#### EXTRACTED DATA:

'''

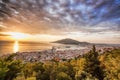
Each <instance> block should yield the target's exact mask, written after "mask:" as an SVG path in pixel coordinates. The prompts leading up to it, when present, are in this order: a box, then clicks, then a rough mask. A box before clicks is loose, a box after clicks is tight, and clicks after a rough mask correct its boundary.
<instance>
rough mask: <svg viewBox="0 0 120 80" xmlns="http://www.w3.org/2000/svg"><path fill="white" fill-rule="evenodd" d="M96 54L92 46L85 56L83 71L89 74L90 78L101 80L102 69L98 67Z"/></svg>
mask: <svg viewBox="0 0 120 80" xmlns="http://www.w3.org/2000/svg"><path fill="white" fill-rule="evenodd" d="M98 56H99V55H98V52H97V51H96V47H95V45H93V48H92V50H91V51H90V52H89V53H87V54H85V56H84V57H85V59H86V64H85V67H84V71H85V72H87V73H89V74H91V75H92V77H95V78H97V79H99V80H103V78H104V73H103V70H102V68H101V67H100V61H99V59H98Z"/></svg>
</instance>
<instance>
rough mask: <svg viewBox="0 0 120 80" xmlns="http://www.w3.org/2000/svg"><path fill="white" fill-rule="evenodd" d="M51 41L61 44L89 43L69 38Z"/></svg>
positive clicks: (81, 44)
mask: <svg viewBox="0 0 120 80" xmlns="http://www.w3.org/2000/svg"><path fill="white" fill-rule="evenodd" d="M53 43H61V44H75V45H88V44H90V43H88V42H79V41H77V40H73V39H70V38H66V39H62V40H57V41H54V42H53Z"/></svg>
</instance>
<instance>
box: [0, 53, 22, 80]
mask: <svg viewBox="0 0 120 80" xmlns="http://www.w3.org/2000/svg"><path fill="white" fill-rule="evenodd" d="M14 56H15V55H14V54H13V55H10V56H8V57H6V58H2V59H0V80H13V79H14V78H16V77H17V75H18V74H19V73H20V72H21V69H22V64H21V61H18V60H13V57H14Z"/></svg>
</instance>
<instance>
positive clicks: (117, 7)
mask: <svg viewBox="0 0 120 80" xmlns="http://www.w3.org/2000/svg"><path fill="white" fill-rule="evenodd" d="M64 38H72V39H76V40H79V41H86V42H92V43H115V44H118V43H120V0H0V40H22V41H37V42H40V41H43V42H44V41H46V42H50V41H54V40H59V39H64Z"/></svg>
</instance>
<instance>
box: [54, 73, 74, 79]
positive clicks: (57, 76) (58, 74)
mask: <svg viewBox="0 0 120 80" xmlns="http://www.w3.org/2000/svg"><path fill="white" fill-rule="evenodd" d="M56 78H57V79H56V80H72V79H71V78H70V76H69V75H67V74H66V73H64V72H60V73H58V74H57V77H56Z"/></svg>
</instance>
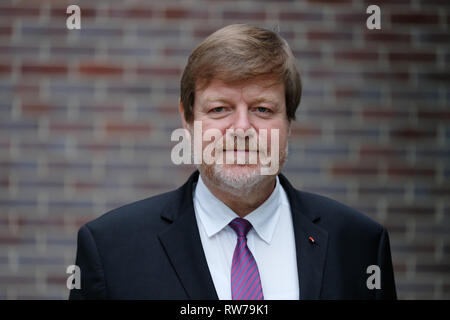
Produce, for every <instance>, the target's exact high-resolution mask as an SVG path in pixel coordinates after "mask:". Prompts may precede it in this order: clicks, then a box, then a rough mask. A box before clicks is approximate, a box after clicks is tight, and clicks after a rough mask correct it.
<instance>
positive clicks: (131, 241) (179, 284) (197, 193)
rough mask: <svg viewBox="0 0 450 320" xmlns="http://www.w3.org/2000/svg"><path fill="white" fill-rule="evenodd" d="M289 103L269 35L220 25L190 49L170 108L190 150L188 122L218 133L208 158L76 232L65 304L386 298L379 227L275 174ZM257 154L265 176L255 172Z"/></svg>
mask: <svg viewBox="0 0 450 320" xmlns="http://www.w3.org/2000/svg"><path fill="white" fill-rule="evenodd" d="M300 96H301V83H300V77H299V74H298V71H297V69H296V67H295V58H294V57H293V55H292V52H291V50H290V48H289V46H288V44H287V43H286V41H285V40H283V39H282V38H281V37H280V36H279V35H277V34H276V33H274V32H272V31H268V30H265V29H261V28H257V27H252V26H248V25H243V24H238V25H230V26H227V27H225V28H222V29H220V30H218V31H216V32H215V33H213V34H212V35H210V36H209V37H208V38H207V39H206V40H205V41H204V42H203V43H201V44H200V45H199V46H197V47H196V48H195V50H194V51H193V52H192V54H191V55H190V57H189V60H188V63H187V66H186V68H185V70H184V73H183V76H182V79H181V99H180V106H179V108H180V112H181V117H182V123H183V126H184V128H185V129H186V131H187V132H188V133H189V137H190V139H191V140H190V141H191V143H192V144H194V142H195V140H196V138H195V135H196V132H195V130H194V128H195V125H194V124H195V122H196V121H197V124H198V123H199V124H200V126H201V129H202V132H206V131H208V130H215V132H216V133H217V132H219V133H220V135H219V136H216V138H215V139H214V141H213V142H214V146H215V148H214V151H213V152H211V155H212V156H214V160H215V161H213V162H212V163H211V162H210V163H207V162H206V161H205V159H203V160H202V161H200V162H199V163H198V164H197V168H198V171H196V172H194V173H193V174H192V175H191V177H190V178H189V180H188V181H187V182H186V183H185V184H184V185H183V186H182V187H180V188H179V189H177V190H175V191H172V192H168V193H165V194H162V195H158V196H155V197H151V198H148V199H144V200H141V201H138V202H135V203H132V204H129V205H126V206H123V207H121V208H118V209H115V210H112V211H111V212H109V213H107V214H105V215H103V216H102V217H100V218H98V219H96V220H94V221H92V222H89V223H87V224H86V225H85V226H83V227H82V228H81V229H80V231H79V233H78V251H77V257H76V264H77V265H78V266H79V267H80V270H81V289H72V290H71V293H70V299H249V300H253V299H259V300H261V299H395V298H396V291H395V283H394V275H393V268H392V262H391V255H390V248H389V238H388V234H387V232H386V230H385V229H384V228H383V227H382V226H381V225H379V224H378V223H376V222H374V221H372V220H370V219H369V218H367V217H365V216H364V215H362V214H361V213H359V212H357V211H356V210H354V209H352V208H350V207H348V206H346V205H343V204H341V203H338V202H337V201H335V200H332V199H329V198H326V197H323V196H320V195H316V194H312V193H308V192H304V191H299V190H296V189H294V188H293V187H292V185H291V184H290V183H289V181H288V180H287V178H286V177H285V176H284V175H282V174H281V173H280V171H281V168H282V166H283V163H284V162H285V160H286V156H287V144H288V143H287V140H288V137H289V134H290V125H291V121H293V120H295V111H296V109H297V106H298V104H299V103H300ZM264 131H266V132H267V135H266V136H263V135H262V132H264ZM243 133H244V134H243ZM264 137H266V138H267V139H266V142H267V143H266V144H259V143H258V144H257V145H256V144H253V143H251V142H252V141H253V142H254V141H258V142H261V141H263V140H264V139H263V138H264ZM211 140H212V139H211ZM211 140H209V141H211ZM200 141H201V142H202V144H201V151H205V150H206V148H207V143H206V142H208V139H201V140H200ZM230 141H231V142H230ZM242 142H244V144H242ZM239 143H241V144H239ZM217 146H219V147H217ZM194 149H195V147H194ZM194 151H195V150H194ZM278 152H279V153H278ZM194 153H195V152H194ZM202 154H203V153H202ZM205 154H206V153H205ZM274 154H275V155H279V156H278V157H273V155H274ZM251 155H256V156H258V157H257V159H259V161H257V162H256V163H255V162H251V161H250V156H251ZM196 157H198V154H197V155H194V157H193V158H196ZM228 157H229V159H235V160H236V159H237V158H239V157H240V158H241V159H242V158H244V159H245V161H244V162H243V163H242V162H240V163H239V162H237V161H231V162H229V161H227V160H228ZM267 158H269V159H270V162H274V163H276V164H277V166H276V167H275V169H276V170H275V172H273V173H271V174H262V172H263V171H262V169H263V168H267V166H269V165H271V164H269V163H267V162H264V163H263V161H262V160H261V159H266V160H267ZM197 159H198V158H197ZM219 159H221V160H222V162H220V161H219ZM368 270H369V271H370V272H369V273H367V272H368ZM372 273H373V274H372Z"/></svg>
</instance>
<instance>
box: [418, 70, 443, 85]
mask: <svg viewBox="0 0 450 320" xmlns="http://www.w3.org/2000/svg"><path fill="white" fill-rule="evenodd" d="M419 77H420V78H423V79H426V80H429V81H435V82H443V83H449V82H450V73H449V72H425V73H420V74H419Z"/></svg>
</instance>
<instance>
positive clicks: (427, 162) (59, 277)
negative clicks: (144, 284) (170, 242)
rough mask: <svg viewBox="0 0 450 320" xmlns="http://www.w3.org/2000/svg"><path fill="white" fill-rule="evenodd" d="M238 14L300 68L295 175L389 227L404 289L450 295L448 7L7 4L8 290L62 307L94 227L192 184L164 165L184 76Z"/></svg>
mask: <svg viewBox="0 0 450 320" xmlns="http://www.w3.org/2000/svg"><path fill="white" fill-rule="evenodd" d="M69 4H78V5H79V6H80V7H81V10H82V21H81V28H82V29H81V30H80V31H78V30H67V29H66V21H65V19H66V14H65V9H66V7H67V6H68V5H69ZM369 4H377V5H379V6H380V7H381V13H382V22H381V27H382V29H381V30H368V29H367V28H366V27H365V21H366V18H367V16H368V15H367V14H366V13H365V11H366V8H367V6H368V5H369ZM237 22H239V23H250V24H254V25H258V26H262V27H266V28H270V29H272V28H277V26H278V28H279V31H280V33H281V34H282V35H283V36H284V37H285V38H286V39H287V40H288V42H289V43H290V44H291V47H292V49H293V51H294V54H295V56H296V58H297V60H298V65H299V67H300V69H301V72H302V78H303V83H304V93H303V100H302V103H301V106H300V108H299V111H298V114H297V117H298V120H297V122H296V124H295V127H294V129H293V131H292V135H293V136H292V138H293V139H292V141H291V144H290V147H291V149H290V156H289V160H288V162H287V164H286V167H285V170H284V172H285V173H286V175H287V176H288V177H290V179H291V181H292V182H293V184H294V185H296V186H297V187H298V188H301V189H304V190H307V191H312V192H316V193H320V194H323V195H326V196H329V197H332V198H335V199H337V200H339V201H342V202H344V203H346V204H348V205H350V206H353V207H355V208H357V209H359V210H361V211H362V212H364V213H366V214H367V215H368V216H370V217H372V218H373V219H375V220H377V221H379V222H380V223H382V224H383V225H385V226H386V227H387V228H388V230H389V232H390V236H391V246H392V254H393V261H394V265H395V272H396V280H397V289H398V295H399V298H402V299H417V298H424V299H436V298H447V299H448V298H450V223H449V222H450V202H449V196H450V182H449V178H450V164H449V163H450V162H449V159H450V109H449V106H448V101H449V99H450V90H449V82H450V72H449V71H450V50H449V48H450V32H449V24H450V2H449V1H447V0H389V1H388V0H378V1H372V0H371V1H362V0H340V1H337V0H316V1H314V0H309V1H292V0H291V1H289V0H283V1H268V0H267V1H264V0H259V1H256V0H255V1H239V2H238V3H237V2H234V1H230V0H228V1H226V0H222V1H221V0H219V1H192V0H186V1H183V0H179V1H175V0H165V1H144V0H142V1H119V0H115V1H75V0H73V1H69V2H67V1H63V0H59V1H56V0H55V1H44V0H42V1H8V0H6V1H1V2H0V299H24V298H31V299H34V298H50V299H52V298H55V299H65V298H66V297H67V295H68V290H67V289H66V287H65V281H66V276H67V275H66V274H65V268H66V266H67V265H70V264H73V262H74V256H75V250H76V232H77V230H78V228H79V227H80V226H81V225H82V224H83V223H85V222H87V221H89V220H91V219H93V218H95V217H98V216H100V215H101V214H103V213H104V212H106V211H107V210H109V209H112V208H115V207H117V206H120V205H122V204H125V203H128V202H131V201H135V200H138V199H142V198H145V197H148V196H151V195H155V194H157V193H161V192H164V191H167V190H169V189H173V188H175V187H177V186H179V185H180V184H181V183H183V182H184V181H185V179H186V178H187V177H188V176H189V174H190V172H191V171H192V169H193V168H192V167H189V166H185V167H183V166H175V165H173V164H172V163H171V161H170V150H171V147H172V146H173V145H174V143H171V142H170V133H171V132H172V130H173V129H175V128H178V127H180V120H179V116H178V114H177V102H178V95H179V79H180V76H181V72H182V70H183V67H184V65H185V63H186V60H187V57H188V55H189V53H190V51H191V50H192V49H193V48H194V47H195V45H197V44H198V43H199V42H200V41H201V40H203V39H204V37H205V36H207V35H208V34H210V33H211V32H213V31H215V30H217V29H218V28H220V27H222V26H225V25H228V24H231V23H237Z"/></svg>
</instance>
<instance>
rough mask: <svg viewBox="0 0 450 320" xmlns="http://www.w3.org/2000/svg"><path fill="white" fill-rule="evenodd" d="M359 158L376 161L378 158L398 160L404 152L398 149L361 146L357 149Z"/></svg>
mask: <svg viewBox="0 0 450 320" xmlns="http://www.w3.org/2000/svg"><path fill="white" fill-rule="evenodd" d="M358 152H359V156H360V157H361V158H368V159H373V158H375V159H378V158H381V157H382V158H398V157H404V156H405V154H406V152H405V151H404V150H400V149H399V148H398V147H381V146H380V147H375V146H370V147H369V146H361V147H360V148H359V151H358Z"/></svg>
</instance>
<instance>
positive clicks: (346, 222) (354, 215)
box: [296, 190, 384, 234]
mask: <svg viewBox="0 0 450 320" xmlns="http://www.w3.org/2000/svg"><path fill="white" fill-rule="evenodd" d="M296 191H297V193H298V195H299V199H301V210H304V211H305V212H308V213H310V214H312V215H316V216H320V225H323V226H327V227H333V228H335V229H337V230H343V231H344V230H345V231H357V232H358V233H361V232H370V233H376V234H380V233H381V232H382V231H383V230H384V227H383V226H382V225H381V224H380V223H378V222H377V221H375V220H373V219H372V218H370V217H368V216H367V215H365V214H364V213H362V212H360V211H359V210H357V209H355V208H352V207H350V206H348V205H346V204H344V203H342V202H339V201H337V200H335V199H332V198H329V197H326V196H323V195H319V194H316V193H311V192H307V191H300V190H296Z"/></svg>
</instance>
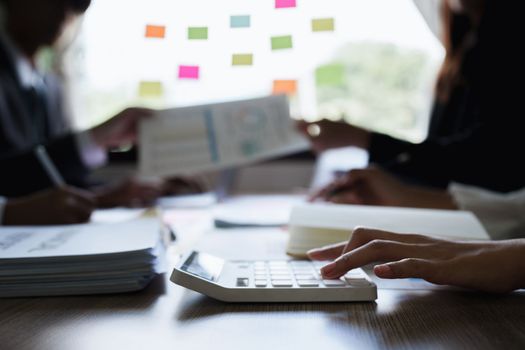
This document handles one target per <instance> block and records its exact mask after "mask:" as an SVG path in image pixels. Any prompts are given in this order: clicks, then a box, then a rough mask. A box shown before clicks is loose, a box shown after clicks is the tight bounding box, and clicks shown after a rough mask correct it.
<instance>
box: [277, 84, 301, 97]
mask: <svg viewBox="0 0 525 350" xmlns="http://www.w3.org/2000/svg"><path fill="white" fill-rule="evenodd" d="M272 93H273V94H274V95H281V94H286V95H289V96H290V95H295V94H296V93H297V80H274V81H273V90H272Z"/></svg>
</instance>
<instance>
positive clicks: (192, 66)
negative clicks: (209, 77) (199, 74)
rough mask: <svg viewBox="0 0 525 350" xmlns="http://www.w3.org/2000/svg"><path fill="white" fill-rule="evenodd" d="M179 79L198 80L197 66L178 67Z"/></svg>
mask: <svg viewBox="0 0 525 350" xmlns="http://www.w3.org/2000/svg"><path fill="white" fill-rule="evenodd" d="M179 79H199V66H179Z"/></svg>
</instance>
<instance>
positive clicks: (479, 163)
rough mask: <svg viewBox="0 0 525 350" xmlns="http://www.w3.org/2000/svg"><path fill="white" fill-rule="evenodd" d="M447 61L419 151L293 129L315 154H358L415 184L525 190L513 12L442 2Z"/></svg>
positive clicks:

'''

#### ABOUT THIS EXERCISE:
Look over the data above and show each line that contains "then".

#### SOLUTION:
Each <instance> block should yield the target's exact mask, written after "mask:" as an SVG path in pixel coordinates. The prompts leading up to it, when present, are in this order: a box, then clicks, then a rough mask. A box before clicks is loose, a box after clicks is tight, and clicks after a rough mask correct its boundary.
Produce, for every <instance>, the target's exact high-resolution mask as an SVG path in pixel coordinates after "mask:". Prompts may precede it in this order: clicks, then a box, then a rough mask. A box before clicks is approximate, a box after clicks is tight, and clicks after a rough mask correct it.
This document handles one target per <instance> block and records its exact mask after "mask:" as an SVG path in image pixels. Any prompts are given in this order: clicks, then a box, then a rough mask. A box shown before clicks is loose, a box shown after clicks is the tight bounding box, and clicks shown after a rough mask correct it.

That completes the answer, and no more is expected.